§ Written instruction
Rewrite the data below with "rug" replaced by "carpet", leaving everything else unchanged.

§ Exercise inputs
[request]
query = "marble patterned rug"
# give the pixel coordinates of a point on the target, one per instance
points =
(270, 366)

§ Completed task
[request]
query = "marble patterned carpet"
# give the pixel coordinates of a point on the target, one per instance
points =
(270, 366)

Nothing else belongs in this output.